§ **What to do**:
A. According to the installation guide, how much free disk space is needed?
B. Please continue the installation guide from where it stops.

*** Supplied passage ***

Installation

Prerequisites

Before you begin, ensure you have:

  • At least 10 GB of free disk space (for miniconda, EXCAVATE-HT, and genome files)

  • A stable internet connection for downloading large genome files

  • Administrator/sudo access for initial setup

Set Up

Installing miniconda on MacOS/Unix

  1. Go to the miniconda installation website: https://www.anaconda.com/download

  2. Click “Skip registration”

  3. Navigate to miniconda installers and download the installer for your device

  4. Open the downloaded installation file and follow the install instructions. We recommend installing to your own user directory rather than for all users of the computer.

  5. Open a new terminal window and verify the installation was successful by checking that (base) appears at the beginning of your command prompt. This indicates the base conda environment is active.

*** End of Supplied passage ***
*** Entries provided ***

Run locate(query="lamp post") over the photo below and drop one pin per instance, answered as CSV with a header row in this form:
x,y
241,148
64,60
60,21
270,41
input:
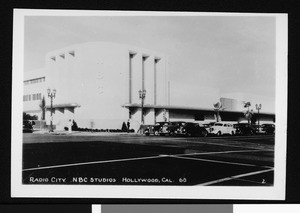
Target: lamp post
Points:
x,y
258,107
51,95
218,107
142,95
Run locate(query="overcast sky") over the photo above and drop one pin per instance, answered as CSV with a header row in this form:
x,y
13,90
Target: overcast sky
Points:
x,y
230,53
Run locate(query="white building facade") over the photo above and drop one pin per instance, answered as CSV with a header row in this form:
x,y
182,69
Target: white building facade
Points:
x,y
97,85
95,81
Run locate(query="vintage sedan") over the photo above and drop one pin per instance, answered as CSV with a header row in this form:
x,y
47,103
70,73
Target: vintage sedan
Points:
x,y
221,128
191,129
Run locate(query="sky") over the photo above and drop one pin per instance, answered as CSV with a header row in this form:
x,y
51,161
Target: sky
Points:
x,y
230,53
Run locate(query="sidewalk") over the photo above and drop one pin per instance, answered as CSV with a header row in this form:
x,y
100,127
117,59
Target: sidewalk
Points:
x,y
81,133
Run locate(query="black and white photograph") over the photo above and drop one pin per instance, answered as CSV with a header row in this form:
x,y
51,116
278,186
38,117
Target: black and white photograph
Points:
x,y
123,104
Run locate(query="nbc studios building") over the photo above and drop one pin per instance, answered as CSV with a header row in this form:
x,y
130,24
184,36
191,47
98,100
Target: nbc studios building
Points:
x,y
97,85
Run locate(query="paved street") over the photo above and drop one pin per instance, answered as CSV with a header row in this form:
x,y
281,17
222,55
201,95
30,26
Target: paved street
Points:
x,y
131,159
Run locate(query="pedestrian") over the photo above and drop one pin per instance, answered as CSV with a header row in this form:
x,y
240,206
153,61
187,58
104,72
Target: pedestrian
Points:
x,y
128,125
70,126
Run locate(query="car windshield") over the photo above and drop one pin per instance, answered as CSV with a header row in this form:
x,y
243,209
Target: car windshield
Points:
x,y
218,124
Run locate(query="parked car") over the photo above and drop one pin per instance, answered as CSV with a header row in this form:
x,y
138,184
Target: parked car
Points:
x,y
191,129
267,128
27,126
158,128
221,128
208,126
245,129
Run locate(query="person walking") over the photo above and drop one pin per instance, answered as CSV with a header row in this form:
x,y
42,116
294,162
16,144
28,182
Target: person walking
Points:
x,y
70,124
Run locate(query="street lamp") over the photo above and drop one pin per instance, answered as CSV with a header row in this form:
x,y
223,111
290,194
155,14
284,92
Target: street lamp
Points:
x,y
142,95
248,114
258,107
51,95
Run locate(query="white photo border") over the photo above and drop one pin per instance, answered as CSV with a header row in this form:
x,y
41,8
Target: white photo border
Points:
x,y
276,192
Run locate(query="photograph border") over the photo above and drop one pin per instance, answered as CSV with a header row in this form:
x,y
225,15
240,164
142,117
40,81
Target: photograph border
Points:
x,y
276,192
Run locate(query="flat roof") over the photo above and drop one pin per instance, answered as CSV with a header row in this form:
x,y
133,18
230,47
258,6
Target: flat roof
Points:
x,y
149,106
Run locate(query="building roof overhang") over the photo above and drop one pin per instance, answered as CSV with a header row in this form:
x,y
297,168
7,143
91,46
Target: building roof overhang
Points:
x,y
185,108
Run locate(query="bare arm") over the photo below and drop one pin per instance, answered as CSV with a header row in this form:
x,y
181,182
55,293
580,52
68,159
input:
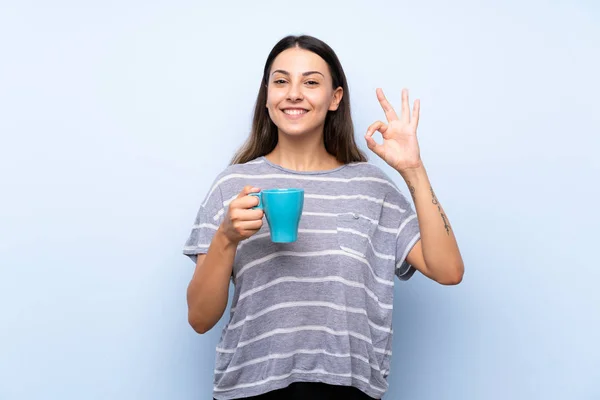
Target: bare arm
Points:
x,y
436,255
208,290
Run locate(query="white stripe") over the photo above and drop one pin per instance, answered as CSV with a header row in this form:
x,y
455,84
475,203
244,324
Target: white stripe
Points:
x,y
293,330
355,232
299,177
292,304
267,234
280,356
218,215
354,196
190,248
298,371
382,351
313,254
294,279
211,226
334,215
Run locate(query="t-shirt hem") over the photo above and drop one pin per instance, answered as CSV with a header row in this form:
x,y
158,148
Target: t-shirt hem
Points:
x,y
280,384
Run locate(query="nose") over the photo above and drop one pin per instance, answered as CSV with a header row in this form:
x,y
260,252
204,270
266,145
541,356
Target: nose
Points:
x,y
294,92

*** End of Entries provided ***

§ **Outputs in order**:
A. At least 10 GB.

B.
Installing miniconda on Windows

Some packages needed to run EXCAVATE-HT (bcftools and bedtools) cannot be easily installed via conda on Windows. Therefore, you must first install WSL (Windows Subsystem for Linux) to use a Linux environment.

Step 1: Install WSL

  1. Open PowerShell as Administrator (right-click on PowerShell > Run as Administrator)

  2. Run:

    wsl --install
    
  3. Restart your computer when prompted

  4. After restart, open the Ubuntu app from the Start Menu (Ubuntu is automatically installed with WSL)

  5. Follow the prompts to create a username and password for your Ubuntu environment

Step 2: Install miniconda in Ubuntu

  1. In the Ubuntu terminal, download and install miniconda:

    wget https://repo.anaconda.com/miniconda/Miniconda3-latest-Linux-x86_64.sh
    bash Miniconda3-latest-Linux-x86_64.sh
    
  2. Follow the installation prompts (press Enter to review the license, type “yes” to accept, and accept the default installation location)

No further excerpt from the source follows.